Data to use:

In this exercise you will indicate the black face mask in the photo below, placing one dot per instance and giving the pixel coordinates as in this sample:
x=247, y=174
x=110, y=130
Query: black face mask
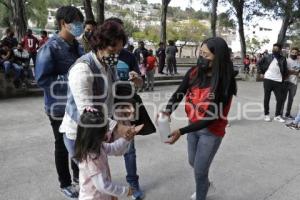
x=294, y=57
x=203, y=64
x=276, y=53
x=111, y=60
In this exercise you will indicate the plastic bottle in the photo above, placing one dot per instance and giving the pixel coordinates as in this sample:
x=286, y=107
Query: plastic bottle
x=163, y=127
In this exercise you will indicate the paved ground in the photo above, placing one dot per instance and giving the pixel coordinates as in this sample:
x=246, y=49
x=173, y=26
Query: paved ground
x=256, y=161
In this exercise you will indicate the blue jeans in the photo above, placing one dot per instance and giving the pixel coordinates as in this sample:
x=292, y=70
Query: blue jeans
x=297, y=119
x=130, y=163
x=70, y=146
x=9, y=67
x=202, y=147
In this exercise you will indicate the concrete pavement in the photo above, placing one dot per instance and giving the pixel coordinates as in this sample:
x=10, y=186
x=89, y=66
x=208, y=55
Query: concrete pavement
x=256, y=161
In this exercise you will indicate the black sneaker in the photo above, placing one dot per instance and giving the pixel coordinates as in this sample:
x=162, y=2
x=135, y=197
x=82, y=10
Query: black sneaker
x=70, y=192
x=289, y=117
x=292, y=126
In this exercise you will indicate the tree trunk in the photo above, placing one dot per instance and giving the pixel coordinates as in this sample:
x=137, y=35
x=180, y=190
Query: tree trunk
x=19, y=17
x=163, y=30
x=88, y=10
x=100, y=11
x=242, y=36
x=196, y=51
x=214, y=17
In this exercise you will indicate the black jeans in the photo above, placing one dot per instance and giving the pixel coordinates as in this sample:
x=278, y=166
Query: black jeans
x=62, y=156
x=33, y=57
x=171, y=64
x=278, y=89
x=161, y=64
x=290, y=92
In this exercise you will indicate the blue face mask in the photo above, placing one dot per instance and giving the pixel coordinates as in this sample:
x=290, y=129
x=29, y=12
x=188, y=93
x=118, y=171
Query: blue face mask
x=76, y=29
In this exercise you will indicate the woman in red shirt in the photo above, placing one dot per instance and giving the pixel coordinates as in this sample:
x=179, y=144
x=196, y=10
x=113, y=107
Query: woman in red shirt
x=209, y=88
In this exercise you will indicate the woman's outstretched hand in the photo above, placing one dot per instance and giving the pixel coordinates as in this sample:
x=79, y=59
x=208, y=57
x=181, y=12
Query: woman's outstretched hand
x=174, y=136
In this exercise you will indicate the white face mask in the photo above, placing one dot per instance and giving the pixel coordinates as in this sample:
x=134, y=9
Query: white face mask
x=76, y=28
x=111, y=59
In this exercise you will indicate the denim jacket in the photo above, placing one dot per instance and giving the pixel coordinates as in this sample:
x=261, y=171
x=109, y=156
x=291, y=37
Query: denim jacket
x=53, y=62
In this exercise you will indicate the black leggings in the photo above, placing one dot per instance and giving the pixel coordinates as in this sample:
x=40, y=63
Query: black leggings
x=62, y=156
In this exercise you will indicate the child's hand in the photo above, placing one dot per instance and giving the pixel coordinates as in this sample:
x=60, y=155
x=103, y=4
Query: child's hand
x=130, y=192
x=133, y=131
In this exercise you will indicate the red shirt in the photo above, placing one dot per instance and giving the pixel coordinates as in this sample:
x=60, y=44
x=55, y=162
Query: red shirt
x=43, y=41
x=151, y=61
x=30, y=43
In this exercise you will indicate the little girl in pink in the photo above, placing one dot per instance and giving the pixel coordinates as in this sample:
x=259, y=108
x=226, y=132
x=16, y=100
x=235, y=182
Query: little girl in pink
x=91, y=151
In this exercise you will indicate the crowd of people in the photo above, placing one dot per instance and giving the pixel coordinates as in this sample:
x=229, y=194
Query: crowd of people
x=280, y=76
x=15, y=56
x=90, y=82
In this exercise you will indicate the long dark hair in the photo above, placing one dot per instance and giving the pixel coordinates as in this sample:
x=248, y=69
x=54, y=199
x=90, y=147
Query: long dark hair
x=223, y=84
x=90, y=135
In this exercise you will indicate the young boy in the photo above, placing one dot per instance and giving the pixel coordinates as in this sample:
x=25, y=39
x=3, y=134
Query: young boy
x=150, y=70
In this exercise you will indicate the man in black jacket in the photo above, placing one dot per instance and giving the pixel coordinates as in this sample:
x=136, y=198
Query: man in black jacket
x=274, y=69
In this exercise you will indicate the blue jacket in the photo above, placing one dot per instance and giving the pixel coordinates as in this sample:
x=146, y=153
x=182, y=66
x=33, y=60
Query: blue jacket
x=53, y=62
x=98, y=87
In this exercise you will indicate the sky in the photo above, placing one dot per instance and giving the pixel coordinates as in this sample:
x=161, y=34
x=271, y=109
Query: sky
x=264, y=22
x=197, y=5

Task details: Print exactly the lines above, between the one holding "In this exercise you will indicate the black jeans" and the one holding "x=55, y=162", inclusive, and nothing besides.

Result for this task:
In this exercise you will indicate the black jeans in the photo above, placing one dot per instance and giving the pixel coordinates as in this sample:
x=278, y=166
Query: black jeans
x=62, y=156
x=33, y=57
x=171, y=64
x=278, y=89
x=161, y=64
x=290, y=92
In this exercise you will indicate the blue face mask in the photo above, placing one dot per instance and giving the pixel coordinates as in this sample:
x=290, y=129
x=29, y=12
x=188, y=93
x=118, y=171
Query: blue face mask
x=76, y=29
In this exercise you will indicate the woman in red shirt in the photo above, placing one dot per instance and giving the pixel coordinates as in this sample:
x=179, y=144
x=196, y=10
x=113, y=107
Query: woman in red shirt
x=209, y=88
In this exercise you will indicate the woman's outstretched hand in the photo above, placing one dot per instance and giving the pixel coordinates as in this sample:
x=79, y=59
x=208, y=57
x=181, y=12
Query: woman's outstretched hand
x=174, y=136
In this exercise you will indicate the white face mask in the photo above, placing one dot per instance and giving the pixel coordinates as in this sample:
x=134, y=9
Query: white face mask
x=76, y=28
x=111, y=59
In this exercise you will indicate the denim jacket in the photo above, placing one dot per instance and giving the pixel coordinates as in this sample:
x=261, y=171
x=109, y=156
x=291, y=37
Query: denim jacket
x=53, y=62
In this exercise you will indicate the black leggings in the photo above, placing one dot per instance and giving the pixel coordinates as in this sample:
x=40, y=63
Query: black leggings
x=62, y=156
In this exercise you will indicate the child's hand in the photo above, placing one dot per instance and giving the pixel coordinates as in this sample:
x=60, y=155
x=103, y=4
Query: child's hand
x=130, y=192
x=133, y=131
In this exercise you will indicate the red shirt in the photo above, placing one dot per instance and giving the pixel coordinates as in this sample:
x=60, y=44
x=55, y=162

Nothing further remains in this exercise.